Исходный текст

==================================================

В известном смысле то описание Сабанеевым жизненных невзгод, с которыми столкнулись русские композиторы в Париже, свидетельствует о наличии общей основы – опыта изгнанничества, который может послужить более благодатной почвой для изучения творчества этих композиторов, нежели стилистические детали их сочинений. Оставление родины повлияло на их жизнь совершенно по-разному, о чем свидетельствует сравнение успеха Стравинского с неудачами других. Так, Тарускин отмечает, что Стравинский, как и Владимир Набоков, «может стать препятствием для изучения русской музыкальной диаспоры», поскольку его грандиозная личность и потрясающая карьера неизбежно затмевают собой остальных [Taruskin 2016b: 149]. Но и эстетика Стравинского была поражена этим недугом. Предложенное им лекарство – неоклассицизм – пусть и оказалось более эффективным, чем ностальгия его коллег-эмигрантов, несло на себе несомненный отпечаток того, что композитор был поглощен мыслями о своем отношении к русскому прошлому, другими словами – об изгнании.

==================================================

Исходные материалы
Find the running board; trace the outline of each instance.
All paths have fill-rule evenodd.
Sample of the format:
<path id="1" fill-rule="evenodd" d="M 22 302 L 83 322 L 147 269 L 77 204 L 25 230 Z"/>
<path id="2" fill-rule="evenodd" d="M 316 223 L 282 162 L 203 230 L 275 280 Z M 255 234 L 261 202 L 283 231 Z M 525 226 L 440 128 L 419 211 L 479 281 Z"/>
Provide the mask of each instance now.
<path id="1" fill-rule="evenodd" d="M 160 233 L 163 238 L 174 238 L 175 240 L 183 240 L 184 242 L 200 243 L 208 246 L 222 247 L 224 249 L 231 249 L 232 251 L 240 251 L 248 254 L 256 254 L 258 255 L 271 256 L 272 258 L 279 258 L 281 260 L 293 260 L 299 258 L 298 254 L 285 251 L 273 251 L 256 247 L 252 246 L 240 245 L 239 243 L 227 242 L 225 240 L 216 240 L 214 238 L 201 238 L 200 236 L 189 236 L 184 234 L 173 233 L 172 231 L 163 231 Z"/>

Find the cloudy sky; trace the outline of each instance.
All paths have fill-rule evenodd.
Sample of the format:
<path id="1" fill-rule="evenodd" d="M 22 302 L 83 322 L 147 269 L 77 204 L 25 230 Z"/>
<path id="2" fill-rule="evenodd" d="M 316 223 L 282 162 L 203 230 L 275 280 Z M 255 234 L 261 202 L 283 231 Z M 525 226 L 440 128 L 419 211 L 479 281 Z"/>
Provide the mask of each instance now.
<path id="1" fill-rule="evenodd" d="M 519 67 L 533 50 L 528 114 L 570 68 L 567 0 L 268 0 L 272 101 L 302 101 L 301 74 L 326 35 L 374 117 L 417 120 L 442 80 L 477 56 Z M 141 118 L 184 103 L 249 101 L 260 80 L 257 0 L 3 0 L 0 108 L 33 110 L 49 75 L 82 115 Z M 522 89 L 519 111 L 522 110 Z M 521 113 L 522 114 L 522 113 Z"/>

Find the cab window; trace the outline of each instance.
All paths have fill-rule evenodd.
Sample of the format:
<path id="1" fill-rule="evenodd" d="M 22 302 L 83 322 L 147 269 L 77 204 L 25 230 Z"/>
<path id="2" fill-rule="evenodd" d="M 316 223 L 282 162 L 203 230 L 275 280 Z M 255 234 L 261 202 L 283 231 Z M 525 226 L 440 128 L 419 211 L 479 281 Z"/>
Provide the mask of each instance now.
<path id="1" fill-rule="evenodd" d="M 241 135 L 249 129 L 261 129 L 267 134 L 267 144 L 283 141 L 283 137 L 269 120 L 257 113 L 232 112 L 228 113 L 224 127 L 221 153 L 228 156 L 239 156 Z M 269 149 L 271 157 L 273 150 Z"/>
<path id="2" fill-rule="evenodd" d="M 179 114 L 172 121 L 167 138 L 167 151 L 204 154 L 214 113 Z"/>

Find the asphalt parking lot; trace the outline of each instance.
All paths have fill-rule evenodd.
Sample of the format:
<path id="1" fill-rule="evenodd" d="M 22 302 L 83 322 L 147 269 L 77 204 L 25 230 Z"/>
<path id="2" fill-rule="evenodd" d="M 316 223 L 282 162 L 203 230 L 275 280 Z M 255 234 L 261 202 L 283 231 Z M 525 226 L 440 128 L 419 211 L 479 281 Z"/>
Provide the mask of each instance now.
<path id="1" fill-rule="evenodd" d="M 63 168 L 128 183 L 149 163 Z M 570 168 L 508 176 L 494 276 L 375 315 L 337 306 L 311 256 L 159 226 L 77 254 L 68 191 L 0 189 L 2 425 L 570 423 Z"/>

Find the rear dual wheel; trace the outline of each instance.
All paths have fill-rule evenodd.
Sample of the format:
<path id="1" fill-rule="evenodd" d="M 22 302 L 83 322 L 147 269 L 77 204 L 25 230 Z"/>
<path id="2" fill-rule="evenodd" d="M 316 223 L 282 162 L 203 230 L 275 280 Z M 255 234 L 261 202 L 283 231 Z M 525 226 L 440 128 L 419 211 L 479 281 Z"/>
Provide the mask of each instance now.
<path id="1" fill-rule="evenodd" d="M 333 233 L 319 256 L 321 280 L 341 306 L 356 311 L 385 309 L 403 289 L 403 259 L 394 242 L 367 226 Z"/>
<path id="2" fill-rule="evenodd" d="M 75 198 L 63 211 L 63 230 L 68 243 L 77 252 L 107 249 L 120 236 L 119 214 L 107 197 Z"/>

==================================================

Задание
С кем, согласно тексту о русских композиторах в Париже, Тарускин сравнивает Стравинского как возможное препятствие для изучения русской музыкальной диаспоры?

Ответ
С Владимиром Набоковым.